▶ [ФРАГМЕНТ ТЕКСТА]
Эти фигуры, делавшие историю оперы, к сожалению, практически забыты. Но Покровский – наш современник, и мы не должны допустить, чтобы он был забыт. Он совершил неслыханный переворот: поменял психологию отношения к опере и артистов, и зрителей. Привил певцам новый метод работы. Позволил им понять, что они могут быть больше, чем аппаратом для извлечения звука… У меня есть мечта, которую я когда-нибудь осуществлю. Книги Покровского не переведены на другие языки, и это огромная потеря для всех, кто имеет отношение к опере. Эту ситуацию необходимо исправить. Никто не описал творческий метод Покровского глубже и лучше, чем он сам.

С. В. Я хотел бы, чтобы вы сейчас совершили со мной прогулку по существующим в Москве музыкальным театрам. Мы оставим в стороне Большой (у меня, кстати, недавно вышла о нем книга[144]). В чем их отличия, как различается аудитория этих театров?

▶ [ЗАДАНИЕ]
Обновите фрагмент текста, начиная со слов «С. В. Я хотел» и заканчивая словами «аудитория этих театров?»: слово «прогулку» замените на «экскурсию». Материал ниже для этого задания не нужен.

▶ [ИЗВЛЕЧЁННЫЕ ДАННЫЕ]
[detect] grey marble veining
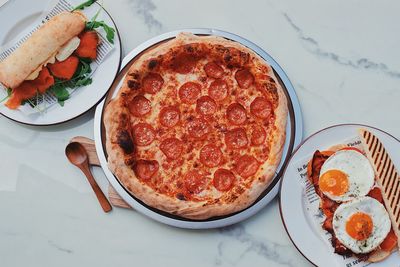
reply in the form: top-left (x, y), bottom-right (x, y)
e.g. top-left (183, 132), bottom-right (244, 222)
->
top-left (0, 0), bottom-right (400, 267)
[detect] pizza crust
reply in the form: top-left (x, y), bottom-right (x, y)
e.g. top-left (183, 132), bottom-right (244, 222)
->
top-left (104, 33), bottom-right (288, 220)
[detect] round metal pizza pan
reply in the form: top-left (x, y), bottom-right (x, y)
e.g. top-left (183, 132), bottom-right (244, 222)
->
top-left (94, 28), bottom-right (303, 229)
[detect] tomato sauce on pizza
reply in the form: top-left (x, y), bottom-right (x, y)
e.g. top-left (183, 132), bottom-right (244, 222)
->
top-left (104, 33), bottom-right (287, 219)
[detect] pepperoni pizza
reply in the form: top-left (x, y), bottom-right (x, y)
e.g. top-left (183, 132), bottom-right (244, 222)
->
top-left (104, 33), bottom-right (287, 220)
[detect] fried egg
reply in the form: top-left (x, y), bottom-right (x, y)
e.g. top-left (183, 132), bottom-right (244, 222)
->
top-left (333, 197), bottom-right (391, 253)
top-left (318, 150), bottom-right (375, 202)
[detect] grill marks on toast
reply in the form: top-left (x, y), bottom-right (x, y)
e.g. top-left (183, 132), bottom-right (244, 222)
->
top-left (359, 129), bottom-right (400, 239)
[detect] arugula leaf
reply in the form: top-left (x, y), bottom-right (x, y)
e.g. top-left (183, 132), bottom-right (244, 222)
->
top-left (86, 21), bottom-right (115, 44)
top-left (49, 58), bottom-right (92, 106)
top-left (86, 3), bottom-right (115, 44)
top-left (72, 0), bottom-right (96, 11)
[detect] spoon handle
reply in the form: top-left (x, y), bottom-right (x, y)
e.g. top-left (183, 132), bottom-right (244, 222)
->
top-left (81, 166), bottom-right (112, 212)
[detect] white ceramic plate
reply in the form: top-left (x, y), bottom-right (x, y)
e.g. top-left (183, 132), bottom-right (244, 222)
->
top-left (0, 0), bottom-right (121, 125)
top-left (94, 29), bottom-right (303, 229)
top-left (280, 124), bottom-right (400, 267)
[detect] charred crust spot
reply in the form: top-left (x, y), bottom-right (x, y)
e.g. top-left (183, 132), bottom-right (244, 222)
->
top-left (176, 193), bottom-right (186, 200)
top-left (128, 80), bottom-right (140, 90)
top-left (264, 83), bottom-right (279, 102)
top-left (117, 130), bottom-right (134, 154)
top-left (268, 77), bottom-right (275, 83)
top-left (148, 59), bottom-right (158, 70)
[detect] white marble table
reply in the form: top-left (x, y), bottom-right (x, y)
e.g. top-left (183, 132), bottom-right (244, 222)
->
top-left (0, 0), bottom-right (400, 267)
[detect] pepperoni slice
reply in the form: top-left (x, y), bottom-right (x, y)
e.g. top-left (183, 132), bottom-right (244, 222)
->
top-left (213, 169), bottom-right (236, 192)
top-left (158, 107), bottom-right (181, 127)
top-left (250, 97), bottom-right (272, 119)
top-left (171, 54), bottom-right (197, 74)
top-left (234, 155), bottom-right (260, 178)
top-left (134, 159), bottom-right (159, 181)
top-left (128, 95), bottom-right (151, 117)
top-left (142, 73), bottom-right (164, 94)
top-left (133, 123), bottom-right (156, 146)
top-left (178, 82), bottom-right (201, 104)
top-left (225, 128), bottom-right (248, 149)
top-left (208, 80), bottom-right (228, 101)
top-left (251, 126), bottom-right (267, 146)
top-left (204, 62), bottom-right (224, 79)
top-left (186, 118), bottom-right (211, 139)
top-left (235, 69), bottom-right (254, 89)
top-left (196, 96), bottom-right (217, 117)
top-left (160, 137), bottom-right (183, 159)
top-left (226, 103), bottom-right (247, 125)
top-left (184, 170), bottom-right (207, 194)
top-left (200, 145), bottom-right (222, 167)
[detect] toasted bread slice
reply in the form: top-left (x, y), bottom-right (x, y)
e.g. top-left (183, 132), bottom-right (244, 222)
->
top-left (359, 129), bottom-right (400, 255)
top-left (367, 247), bottom-right (397, 262)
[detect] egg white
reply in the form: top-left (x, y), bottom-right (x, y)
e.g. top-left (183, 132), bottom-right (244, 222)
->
top-left (333, 197), bottom-right (391, 254)
top-left (320, 150), bottom-right (375, 202)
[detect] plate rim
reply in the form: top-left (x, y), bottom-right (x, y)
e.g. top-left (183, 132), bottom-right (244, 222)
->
top-left (95, 28), bottom-right (303, 229)
top-left (278, 123), bottom-right (400, 266)
top-left (0, 1), bottom-right (122, 127)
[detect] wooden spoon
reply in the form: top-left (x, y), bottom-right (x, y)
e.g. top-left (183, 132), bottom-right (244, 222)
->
top-left (65, 142), bottom-right (112, 212)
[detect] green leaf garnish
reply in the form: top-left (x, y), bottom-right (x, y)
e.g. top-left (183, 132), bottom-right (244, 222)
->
top-left (49, 58), bottom-right (92, 106)
top-left (86, 3), bottom-right (115, 44)
top-left (86, 21), bottom-right (115, 44)
top-left (72, 0), bottom-right (96, 11)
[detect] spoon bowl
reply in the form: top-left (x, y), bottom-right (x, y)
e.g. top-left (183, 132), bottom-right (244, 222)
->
top-left (65, 142), bottom-right (89, 166)
top-left (65, 142), bottom-right (112, 212)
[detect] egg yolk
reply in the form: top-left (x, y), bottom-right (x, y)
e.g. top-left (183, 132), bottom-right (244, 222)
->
top-left (319, 170), bottom-right (349, 196)
top-left (346, 212), bottom-right (374, 240)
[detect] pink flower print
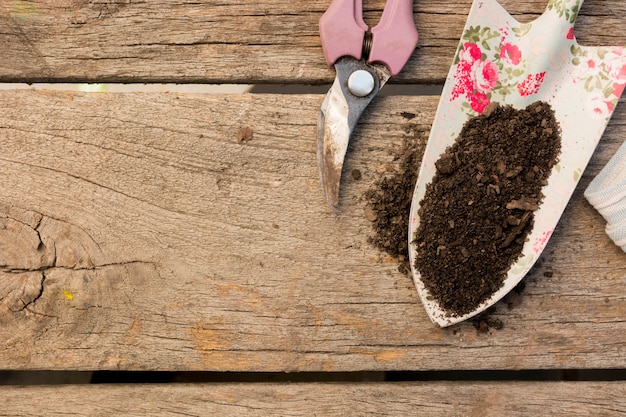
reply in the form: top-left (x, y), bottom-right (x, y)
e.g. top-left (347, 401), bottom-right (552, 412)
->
top-left (613, 83), bottom-right (626, 97)
top-left (459, 42), bottom-right (483, 64)
top-left (500, 43), bottom-right (522, 65)
top-left (470, 61), bottom-right (498, 93)
top-left (450, 42), bottom-right (498, 113)
top-left (591, 97), bottom-right (615, 117)
top-left (517, 71), bottom-right (546, 97)
top-left (604, 47), bottom-right (626, 83)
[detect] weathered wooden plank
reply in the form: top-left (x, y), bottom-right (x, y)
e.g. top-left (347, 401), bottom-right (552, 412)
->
top-left (0, 0), bottom-right (626, 84)
top-left (0, 90), bottom-right (626, 371)
top-left (0, 381), bottom-right (626, 417)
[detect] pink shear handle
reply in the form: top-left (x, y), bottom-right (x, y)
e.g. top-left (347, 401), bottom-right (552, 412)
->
top-left (320, 0), bottom-right (367, 65)
top-left (369, 0), bottom-right (418, 75)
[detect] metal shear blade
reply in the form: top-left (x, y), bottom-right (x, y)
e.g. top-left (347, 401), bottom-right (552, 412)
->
top-left (317, 58), bottom-right (391, 207)
top-left (317, 0), bottom-right (418, 207)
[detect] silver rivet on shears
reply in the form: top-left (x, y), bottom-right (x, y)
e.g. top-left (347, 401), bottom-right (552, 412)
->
top-left (348, 70), bottom-right (374, 97)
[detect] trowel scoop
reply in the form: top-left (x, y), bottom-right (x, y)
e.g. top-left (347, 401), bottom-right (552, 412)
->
top-left (409, 0), bottom-right (626, 327)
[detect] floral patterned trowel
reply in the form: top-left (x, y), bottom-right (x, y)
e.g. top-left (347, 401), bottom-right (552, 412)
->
top-left (409, 0), bottom-right (626, 327)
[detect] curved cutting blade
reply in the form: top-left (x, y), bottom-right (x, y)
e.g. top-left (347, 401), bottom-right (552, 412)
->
top-left (317, 57), bottom-right (390, 207)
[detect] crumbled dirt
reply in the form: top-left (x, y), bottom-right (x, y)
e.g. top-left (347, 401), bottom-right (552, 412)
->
top-left (407, 102), bottom-right (561, 316)
top-left (364, 118), bottom-right (428, 274)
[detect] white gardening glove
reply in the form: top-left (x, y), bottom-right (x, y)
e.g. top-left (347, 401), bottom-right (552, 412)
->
top-left (585, 142), bottom-right (626, 252)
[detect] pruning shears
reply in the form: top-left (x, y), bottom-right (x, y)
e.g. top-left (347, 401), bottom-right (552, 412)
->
top-left (317, 0), bottom-right (418, 207)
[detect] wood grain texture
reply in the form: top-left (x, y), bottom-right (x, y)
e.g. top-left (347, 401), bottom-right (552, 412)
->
top-left (0, 90), bottom-right (626, 371)
top-left (0, 381), bottom-right (626, 417)
top-left (0, 0), bottom-right (626, 84)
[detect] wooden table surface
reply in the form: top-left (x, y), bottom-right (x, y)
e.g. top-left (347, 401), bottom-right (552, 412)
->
top-left (0, 0), bottom-right (626, 416)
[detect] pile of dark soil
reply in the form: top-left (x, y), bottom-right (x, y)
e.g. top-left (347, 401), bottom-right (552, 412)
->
top-left (365, 123), bottom-right (426, 273)
top-left (407, 102), bottom-right (561, 315)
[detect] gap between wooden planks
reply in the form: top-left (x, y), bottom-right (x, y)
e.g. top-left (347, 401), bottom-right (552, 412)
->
top-left (0, 381), bottom-right (626, 417)
top-left (0, 91), bottom-right (626, 371)
top-left (0, 0), bottom-right (626, 84)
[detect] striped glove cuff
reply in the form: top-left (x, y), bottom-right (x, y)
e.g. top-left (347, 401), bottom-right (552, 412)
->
top-left (585, 142), bottom-right (626, 252)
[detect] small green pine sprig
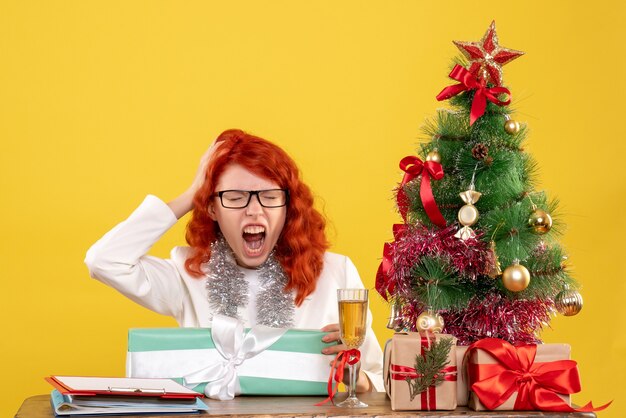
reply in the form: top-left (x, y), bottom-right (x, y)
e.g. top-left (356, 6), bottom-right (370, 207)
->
top-left (411, 256), bottom-right (472, 311)
top-left (406, 338), bottom-right (454, 401)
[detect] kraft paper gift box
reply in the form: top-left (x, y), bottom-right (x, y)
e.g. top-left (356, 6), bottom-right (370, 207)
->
top-left (383, 332), bottom-right (457, 411)
top-left (126, 315), bottom-right (333, 400)
top-left (466, 339), bottom-right (580, 411)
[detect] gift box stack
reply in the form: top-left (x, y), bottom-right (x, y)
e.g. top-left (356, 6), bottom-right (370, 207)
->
top-left (376, 22), bottom-right (608, 418)
top-left (383, 332), bottom-right (610, 412)
top-left (126, 315), bottom-right (332, 400)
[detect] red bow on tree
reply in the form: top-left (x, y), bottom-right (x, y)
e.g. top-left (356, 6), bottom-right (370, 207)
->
top-left (437, 64), bottom-right (511, 125)
top-left (397, 156), bottom-right (446, 228)
top-left (376, 224), bottom-right (407, 300)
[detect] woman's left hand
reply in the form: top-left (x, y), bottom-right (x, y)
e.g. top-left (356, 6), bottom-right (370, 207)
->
top-left (321, 324), bottom-right (372, 392)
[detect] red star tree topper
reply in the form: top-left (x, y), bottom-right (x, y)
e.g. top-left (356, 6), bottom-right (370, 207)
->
top-left (453, 21), bottom-right (524, 86)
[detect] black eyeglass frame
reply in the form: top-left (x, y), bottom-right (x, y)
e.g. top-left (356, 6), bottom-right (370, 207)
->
top-left (213, 189), bottom-right (290, 209)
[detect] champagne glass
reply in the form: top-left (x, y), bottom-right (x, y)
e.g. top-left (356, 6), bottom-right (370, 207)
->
top-left (337, 289), bottom-right (367, 408)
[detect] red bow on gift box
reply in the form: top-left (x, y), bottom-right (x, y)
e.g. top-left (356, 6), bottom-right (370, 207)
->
top-left (466, 338), bottom-right (611, 412)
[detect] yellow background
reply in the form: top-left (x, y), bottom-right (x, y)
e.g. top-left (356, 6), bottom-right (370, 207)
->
top-left (0, 0), bottom-right (626, 417)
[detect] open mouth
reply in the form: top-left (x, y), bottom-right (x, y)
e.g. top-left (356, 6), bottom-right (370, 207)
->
top-left (242, 225), bottom-right (265, 255)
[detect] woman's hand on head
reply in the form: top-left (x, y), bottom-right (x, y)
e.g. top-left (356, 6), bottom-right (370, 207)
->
top-left (167, 141), bottom-right (220, 219)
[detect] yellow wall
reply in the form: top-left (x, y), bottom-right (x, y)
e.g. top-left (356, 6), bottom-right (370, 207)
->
top-left (0, 0), bottom-right (626, 417)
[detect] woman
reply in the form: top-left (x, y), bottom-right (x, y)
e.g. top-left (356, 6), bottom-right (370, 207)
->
top-left (85, 130), bottom-right (384, 392)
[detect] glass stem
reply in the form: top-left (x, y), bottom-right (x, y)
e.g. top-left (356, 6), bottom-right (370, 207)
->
top-left (348, 364), bottom-right (357, 399)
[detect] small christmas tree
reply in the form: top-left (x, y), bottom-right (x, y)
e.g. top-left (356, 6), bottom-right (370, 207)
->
top-left (376, 22), bottom-right (582, 345)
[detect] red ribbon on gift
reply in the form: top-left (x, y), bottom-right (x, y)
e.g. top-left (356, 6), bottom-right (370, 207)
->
top-left (397, 156), bottom-right (446, 228)
top-left (389, 333), bottom-right (457, 411)
top-left (375, 224), bottom-right (407, 301)
top-left (437, 64), bottom-right (511, 125)
top-left (466, 338), bottom-right (611, 412)
top-left (315, 348), bottom-right (361, 406)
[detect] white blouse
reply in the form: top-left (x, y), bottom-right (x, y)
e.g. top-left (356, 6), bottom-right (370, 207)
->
top-left (85, 195), bottom-right (384, 391)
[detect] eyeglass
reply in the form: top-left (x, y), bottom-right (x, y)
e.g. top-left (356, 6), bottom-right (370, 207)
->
top-left (214, 189), bottom-right (289, 209)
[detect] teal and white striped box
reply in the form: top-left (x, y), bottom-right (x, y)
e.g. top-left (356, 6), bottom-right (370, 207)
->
top-left (126, 328), bottom-right (333, 399)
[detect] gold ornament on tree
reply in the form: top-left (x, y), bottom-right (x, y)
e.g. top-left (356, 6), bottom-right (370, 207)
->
top-left (528, 204), bottom-right (552, 235)
top-left (554, 289), bottom-right (583, 316)
top-left (454, 168), bottom-right (482, 240)
top-left (502, 260), bottom-right (530, 292)
top-left (415, 308), bottom-right (444, 334)
top-left (504, 115), bottom-right (520, 135)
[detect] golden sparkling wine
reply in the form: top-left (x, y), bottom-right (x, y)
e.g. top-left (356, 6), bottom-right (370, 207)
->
top-left (339, 300), bottom-right (367, 348)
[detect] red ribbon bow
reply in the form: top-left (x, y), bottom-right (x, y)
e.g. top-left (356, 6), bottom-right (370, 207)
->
top-left (375, 224), bottom-right (407, 300)
top-left (437, 64), bottom-right (511, 125)
top-left (397, 156), bottom-right (446, 228)
top-left (467, 338), bottom-right (611, 412)
top-left (315, 348), bottom-right (361, 406)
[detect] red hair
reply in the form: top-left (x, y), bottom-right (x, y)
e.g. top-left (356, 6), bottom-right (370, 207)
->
top-left (185, 129), bottom-right (328, 306)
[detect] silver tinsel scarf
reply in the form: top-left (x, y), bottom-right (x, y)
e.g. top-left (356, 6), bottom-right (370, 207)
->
top-left (206, 237), bottom-right (295, 328)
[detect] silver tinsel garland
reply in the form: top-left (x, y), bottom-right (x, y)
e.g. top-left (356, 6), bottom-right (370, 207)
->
top-left (206, 237), bottom-right (295, 328)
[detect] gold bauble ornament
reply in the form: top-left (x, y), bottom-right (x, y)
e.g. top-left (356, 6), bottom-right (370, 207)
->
top-left (554, 289), bottom-right (583, 316)
top-left (504, 119), bottom-right (520, 135)
top-left (528, 208), bottom-right (552, 234)
top-left (415, 309), bottom-right (444, 334)
top-left (454, 185), bottom-right (482, 240)
top-left (502, 261), bottom-right (530, 292)
top-left (458, 205), bottom-right (478, 226)
top-left (476, 67), bottom-right (489, 83)
top-left (426, 150), bottom-right (441, 163)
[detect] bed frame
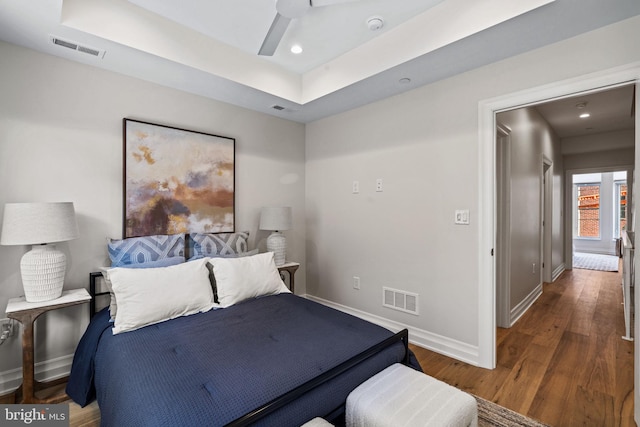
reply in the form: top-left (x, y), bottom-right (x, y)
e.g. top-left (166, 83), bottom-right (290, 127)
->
top-left (89, 272), bottom-right (410, 427)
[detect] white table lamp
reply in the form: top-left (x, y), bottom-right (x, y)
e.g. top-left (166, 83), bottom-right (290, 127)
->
top-left (260, 207), bottom-right (292, 266)
top-left (0, 202), bottom-right (79, 302)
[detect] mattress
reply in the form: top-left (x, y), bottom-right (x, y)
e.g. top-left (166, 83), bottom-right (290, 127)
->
top-left (67, 294), bottom-right (420, 427)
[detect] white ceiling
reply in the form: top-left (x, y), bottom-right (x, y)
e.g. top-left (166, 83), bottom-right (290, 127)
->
top-left (0, 0), bottom-right (640, 123)
top-left (536, 84), bottom-right (635, 138)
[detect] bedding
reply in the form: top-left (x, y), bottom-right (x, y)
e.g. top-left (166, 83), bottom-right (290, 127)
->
top-left (188, 231), bottom-right (250, 259)
top-left (107, 234), bottom-right (185, 267)
top-left (67, 293), bottom-right (420, 427)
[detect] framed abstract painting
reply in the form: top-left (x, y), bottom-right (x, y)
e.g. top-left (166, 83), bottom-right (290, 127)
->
top-left (123, 119), bottom-right (235, 238)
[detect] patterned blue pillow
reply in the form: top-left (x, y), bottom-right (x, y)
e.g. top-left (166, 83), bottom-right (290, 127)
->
top-left (107, 234), bottom-right (185, 267)
top-left (189, 231), bottom-right (249, 260)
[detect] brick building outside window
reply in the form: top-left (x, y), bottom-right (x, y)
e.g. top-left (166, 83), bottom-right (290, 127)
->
top-left (576, 184), bottom-right (600, 238)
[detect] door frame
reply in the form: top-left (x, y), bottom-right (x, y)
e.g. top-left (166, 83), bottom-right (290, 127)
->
top-left (495, 123), bottom-right (511, 328)
top-left (540, 154), bottom-right (553, 283)
top-left (478, 62), bottom-right (640, 372)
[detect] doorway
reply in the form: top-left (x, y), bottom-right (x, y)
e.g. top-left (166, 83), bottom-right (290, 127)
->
top-left (477, 64), bottom-right (640, 369)
top-left (478, 64), bottom-right (640, 419)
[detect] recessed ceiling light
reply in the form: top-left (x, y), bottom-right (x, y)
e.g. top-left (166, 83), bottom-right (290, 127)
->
top-left (367, 16), bottom-right (384, 31)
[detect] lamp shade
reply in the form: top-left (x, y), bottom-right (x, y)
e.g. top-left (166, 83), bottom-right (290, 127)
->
top-left (0, 202), bottom-right (80, 302)
top-left (0, 202), bottom-right (80, 245)
top-left (260, 207), bottom-right (291, 231)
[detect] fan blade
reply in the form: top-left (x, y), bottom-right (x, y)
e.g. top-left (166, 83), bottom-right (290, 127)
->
top-left (258, 13), bottom-right (291, 56)
top-left (311, 0), bottom-right (359, 7)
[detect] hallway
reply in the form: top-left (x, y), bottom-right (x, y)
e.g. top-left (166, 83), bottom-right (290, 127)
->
top-left (412, 269), bottom-right (635, 427)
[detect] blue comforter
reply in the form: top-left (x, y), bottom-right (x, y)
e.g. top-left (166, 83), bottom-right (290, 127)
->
top-left (67, 294), bottom-right (420, 427)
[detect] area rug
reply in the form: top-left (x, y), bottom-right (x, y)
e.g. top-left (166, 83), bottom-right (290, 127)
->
top-left (473, 396), bottom-right (549, 427)
top-left (573, 252), bottom-right (620, 271)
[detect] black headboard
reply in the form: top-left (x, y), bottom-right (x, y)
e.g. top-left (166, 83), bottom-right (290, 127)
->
top-left (89, 271), bottom-right (109, 318)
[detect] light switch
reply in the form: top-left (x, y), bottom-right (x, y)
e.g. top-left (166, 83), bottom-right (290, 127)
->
top-left (455, 209), bottom-right (469, 225)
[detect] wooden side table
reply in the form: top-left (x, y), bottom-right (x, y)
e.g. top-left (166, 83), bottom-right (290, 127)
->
top-left (6, 288), bottom-right (91, 403)
top-left (278, 262), bottom-right (300, 293)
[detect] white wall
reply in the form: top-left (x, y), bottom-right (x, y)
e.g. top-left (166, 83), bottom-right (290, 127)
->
top-left (0, 43), bottom-right (306, 390)
top-left (306, 13), bottom-right (640, 362)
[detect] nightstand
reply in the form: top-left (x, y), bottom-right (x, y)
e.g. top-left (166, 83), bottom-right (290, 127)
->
top-left (6, 288), bottom-right (91, 403)
top-left (278, 262), bottom-right (300, 293)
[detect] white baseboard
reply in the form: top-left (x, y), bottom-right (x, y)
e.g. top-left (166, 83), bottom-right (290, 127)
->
top-left (0, 354), bottom-right (73, 395)
top-left (551, 262), bottom-right (565, 282)
top-left (509, 283), bottom-right (542, 326)
top-left (304, 295), bottom-right (479, 366)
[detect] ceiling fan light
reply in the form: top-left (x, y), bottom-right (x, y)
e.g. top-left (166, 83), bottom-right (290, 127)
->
top-left (367, 16), bottom-right (384, 31)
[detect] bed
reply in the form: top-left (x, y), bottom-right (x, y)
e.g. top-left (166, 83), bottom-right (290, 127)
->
top-left (67, 239), bottom-right (421, 427)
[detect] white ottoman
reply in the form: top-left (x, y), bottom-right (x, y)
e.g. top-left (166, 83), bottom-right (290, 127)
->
top-left (345, 363), bottom-right (478, 427)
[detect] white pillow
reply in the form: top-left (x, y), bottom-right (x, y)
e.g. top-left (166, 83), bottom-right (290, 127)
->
top-left (208, 252), bottom-right (290, 307)
top-left (107, 259), bottom-right (214, 334)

▶ [ОТВЕТ]
С. В. Я хотел бы, чтобы вы сейчас совершили со мной экскурсию по существующим в Москве музыкальным театрам. Мы оставим в стороне Большой (у меня, кстати, недавно вышла о нем книга[144]). В чем их отличия, как различается аудитория этих театров?